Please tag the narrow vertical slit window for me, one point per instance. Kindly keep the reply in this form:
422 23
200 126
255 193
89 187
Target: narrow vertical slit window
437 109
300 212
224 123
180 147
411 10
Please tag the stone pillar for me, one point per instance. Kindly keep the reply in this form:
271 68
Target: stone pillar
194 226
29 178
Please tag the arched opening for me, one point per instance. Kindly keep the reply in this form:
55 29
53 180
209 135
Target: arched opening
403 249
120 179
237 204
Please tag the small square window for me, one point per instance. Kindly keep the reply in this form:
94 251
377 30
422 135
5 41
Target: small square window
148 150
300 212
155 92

☆ ☆ ☆ ☆

[Your instructions]
Your task is to output the material above exactly.

[Solution for this task]
Please tag the narrow vertical slit window for me, one point per instance. Kindly keep the reply in this form:
422 23
200 126
255 193
89 187
Target: narrow vertical slit window
437 109
300 212
224 123
180 147
411 10
Please tag the stone pillar for me, one point per instance. Kindly keep the reply in this form:
271 68
Target: stone pillar
194 226
29 178
Please tag the arched opening for me, one point per instance. Kindly keep the reply in this form:
55 29
53 180
209 135
Target: arched opening
403 249
120 179
237 204
Please tag the small square window for me, one point per instance. Kindly keep the reply in this form:
94 251
377 30
422 135
5 41
Target: small square window
148 150
300 212
155 92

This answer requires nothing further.